Position annotation records
━━━━━━━━━━━━━━━━

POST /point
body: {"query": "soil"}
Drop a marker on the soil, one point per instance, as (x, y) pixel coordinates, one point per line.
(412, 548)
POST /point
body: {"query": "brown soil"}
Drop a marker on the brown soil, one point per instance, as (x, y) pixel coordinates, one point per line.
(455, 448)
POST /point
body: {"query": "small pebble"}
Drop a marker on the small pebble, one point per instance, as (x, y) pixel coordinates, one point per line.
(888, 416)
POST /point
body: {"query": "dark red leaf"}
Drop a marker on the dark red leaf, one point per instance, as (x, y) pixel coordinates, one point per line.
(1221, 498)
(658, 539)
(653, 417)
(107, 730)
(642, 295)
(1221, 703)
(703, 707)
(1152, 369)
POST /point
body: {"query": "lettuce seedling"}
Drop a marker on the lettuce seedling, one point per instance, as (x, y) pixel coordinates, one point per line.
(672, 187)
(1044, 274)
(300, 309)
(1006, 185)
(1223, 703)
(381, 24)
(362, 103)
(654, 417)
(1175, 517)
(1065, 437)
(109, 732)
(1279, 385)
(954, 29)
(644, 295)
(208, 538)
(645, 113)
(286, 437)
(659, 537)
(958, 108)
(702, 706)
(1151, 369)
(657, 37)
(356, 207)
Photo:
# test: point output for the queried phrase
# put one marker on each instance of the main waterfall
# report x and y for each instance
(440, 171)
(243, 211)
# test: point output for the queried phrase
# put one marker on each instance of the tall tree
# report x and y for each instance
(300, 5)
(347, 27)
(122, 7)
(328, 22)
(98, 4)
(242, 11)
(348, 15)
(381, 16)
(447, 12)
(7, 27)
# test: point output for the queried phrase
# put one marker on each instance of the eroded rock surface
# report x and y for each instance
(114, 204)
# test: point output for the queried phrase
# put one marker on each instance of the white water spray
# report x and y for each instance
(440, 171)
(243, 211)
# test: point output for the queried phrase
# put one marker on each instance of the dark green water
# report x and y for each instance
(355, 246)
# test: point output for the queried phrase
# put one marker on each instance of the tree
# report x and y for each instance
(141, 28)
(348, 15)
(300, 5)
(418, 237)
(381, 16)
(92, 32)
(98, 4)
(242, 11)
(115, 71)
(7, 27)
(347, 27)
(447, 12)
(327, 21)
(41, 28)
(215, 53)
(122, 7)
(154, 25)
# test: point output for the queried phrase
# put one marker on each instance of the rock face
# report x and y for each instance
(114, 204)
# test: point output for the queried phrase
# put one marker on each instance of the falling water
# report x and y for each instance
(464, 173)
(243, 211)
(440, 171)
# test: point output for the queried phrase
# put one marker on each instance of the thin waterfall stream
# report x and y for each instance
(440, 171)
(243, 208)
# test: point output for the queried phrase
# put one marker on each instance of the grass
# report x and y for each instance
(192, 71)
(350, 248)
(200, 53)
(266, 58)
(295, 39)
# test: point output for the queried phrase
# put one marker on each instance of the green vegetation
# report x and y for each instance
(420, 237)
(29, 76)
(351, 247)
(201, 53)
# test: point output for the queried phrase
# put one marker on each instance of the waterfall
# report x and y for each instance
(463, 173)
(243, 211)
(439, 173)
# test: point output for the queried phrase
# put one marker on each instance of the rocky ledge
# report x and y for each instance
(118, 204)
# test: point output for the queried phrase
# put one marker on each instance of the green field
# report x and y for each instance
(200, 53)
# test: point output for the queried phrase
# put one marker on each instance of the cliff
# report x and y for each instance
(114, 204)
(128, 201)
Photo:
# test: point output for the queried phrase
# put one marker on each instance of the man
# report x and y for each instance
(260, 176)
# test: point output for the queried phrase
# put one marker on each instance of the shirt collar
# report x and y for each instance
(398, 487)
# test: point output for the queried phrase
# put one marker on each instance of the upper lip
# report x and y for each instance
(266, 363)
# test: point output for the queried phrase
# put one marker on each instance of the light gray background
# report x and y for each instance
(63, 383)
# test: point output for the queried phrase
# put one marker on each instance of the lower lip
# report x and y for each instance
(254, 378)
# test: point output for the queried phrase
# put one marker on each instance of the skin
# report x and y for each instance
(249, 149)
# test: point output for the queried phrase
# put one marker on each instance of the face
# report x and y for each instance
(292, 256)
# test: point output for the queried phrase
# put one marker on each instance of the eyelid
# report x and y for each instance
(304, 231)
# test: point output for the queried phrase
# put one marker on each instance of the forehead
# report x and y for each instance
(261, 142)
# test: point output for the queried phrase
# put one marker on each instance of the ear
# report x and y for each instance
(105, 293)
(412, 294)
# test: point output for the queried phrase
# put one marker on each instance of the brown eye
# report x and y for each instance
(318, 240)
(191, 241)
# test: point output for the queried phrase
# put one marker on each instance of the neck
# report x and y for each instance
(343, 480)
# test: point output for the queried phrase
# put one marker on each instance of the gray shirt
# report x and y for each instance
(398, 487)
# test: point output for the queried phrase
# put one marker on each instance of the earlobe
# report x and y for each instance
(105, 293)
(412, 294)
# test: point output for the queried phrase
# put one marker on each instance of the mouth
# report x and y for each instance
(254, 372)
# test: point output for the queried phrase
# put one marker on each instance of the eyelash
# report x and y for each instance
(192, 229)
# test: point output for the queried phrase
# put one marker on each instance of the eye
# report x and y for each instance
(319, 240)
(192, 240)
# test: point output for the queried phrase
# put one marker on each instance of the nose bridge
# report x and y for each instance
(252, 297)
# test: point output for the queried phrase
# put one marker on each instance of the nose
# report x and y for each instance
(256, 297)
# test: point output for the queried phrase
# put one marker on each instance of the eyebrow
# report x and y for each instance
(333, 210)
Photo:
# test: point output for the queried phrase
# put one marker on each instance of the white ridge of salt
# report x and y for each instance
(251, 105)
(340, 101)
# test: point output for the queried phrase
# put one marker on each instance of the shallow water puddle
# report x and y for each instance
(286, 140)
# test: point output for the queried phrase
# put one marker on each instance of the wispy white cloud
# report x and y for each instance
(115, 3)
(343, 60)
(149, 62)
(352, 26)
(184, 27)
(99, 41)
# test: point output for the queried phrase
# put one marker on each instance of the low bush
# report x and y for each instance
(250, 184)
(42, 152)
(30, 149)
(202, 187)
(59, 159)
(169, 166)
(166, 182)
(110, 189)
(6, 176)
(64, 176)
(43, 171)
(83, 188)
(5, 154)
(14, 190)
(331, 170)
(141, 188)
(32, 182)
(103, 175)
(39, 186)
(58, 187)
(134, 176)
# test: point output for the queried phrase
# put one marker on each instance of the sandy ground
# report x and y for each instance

━━━━━━━━━━━━━━━━

## Goal of the exercise
Every entry must be quoted exactly as it appears above.

## Right answer
POST /point
body: {"query": "soil"}
Drop a marker on the soil, one point per instance, as (x, y) pixel coordinates, one point per line.
(412, 548)
POST /point
body: {"query": "brown soil"}
Drop a marker on the brown soil, one point per instance, as (x, y) pixel coordinates, one point per line.
(455, 448)
POST /point
body: {"query": "small pebble"}
Drop a marker on the small pebble, one point per instance, as (x, y) pixel coordinates, one point per line.
(888, 416)
POST /point
body: {"query": "dark red leaf"}
Drop a marker on the dark red leaf, one point per instance, as (x, y) pixel coordinates, one point per line.
(1221, 498)
(658, 539)
(653, 417)
(107, 730)
(642, 295)
(1221, 703)
(703, 707)
(1152, 369)
POST /point
body: {"query": "lettuce seedling"}
Drop a marker on the lettuce seedling, one point per instance, as (x, y) pixel coordinates, one point per line.
(672, 187)
(1044, 274)
(300, 309)
(1006, 185)
(1223, 703)
(381, 24)
(362, 103)
(654, 417)
(1175, 517)
(1065, 437)
(109, 732)
(1279, 385)
(954, 29)
(644, 295)
(208, 538)
(645, 113)
(286, 437)
(659, 537)
(958, 108)
(702, 706)
(1151, 369)
(657, 37)
(356, 207)
Photo:
# test: point output for the queried phrase
# put one marker on each instance of the main waterfall
# report x and y for each instance
(440, 171)
(243, 211)
# test: point output for the queried phrase
# put one marker on each instance of the tall tree
# report x and y for each instance
(300, 5)
(347, 27)
(122, 7)
(328, 22)
(98, 4)
(242, 11)
(348, 15)
(381, 16)
(447, 12)
(7, 27)
# test: point output for the queried phrase
# put one marker on each instance of the eroded rock surface
# report x and y for each instance
(114, 204)
# test: point output for the queried phrase
# put one marker on each instance of the white water spray
# report x and y for each instance
(440, 171)
(243, 211)
# test: point output for the queried phrase
# put one marker on each instance of the dark green water
# report x and y for each instance
(355, 246)
# test: point output for the queried phrase
# put one marker on each instance of the tree
# report x and y for each instance
(141, 28)
(348, 15)
(300, 5)
(418, 237)
(381, 16)
(92, 32)
(98, 4)
(242, 11)
(115, 71)
(7, 27)
(347, 27)
(447, 12)
(327, 21)
(41, 28)
(215, 53)
(122, 7)
(154, 25)
# test: point output for the queried phrase
# put one marker on each instance of the rock face
# report x and y for each instance
(114, 204)
# test: point output for the queried phrase
# put one marker on each instance of the falling water
# report x and y for each instance
(464, 173)
(243, 211)
(440, 171)
# test: point output for the queried phrase
# put one marker on each instance of the thin waterfall stream
# report x and y for each instance
(440, 171)
(243, 208)
# test: point output for the queried phrase
# put one marker on each instance of the grass
# report x and y for each instance
(192, 71)
(350, 248)
(200, 53)
(266, 58)
(295, 39)
# test: point output for the queried phrase
# put one marker on each instance of the green vegetation
# report x and y for each instance
(420, 237)
(29, 76)
(351, 247)
(201, 53)
# test: point output for the queried phrase
# put one marker on each instance of the waterfall
# report x and y for each instance
(463, 173)
(243, 211)
(439, 173)
# test: point output for the queried phrase
# put one marker on each instance of the rocky ledge
# report x and y for each instance
(118, 204)
# test: point output for the queried phrase
# put one marker on each instance of the green field
# report x and y for each instance
(200, 53)
# test: point output for the queried phrase
# put one marker on each instance of the cliff
# report x and y for each instance
(114, 204)
(128, 201)
Photo:
# test: point output for the queried phrase
# put one marker on each instance of the man
# report x and y for each instance
(260, 176)
# test: point output for the queried phrase
# put one marker on each instance of the shirt collar
# report x and y for each instance
(398, 487)
# test: point output for the queried phrase
# put one marker on each instance of the upper lip
# report x and y for each instance
(266, 363)
# test: point output for the queried phrase
# put one marker on each instance of the light gray background
# report x and y for each instance
(63, 383)
# test: point output for the queried phrase
# put one marker on each instance of the lower lip
# report x and y for each instance
(254, 378)
# test: point output for the queried phrase
# put one marker on each instance of the skin
# report x and y for each instance
(249, 149)
# test: point output for the queried phrase
# put one marker on each instance of the face
# report x and y for each instance
(292, 256)
# test: point output for the queried phrase
# put one marker on each instance of the eyelid
# report x and y for each instance
(304, 231)
# test: point output for the queried phrase
# put one marker on each instance of the forehead
# report x and y for each instance
(261, 142)
# test: point output for the queried phrase
# put one marker on each instance of the ear
# report x and y for each instance
(105, 293)
(412, 294)
# test: point output for the queried phrase
# put one marker on each instance of the brown eye
# report x and y for each instance
(318, 240)
(191, 241)
# test: point output for the queried phrase
# put one marker on each instance of the neck
# report x and y for each instance
(343, 480)
# test: point output for the queried phrase
# put one marker on each instance of the gray shirt
# report x and y for each instance
(398, 487)
# test: point output for the queried phrase
# put one marker on each instance of the earlobe
# report x and y for each instance
(105, 293)
(412, 294)
# test: point output for the queried phrase
# put one marker on each instance of the mouth
# report x and y for each instance
(254, 372)
# test: point output for the queried phrase
# put one marker on each instance of the eyelash
# report x and y for each instance
(192, 229)
# test: point output for the queried phrase
# put one marker on each instance of the eye
# report x and y for each instance
(319, 240)
(192, 240)
# test: point output for the queried phrase
# put one marker on each instance of the nose bridge
# report x and y for each instance
(252, 297)
# test: point output for the queried phrase
# put one marker on each instance of the nose
# report x and y for each instance
(256, 297)
# test: point output for the queried phrase
# put one marker on each instance of the eyebrow
# report x and y for each instance
(333, 210)
Photo:
# test: point output for the queried phrase
# put one marker on each instance of the white ridge of salt
# report x and y for each instance
(251, 105)
(340, 101)
# test: point output for the queried phrase
# put one marker on each instance of the shallow water puddle
# report x and y for each instance
(286, 140)
# test: point output for the queried phrase
# put one marker on each instance of the wispy white cloud
# report x and y for each instance
(115, 3)
(343, 60)
(149, 62)
(352, 26)
(184, 27)
(99, 41)
# test: point output for the queried phrase
# put one marker on each instance of the low bush
# report x and y for each instance
(250, 184)
(42, 152)
(30, 149)
(202, 187)
(59, 159)
(169, 166)
(166, 182)
(110, 189)
(6, 176)
(64, 176)
(43, 171)
(83, 188)
(5, 154)
(14, 190)
(331, 170)
(141, 188)
(32, 182)
(103, 175)
(39, 186)
(58, 187)
(134, 176)
# test: point output for the queried phrase
# put one marker on each instance of the sandy ground
# report x and y for each instance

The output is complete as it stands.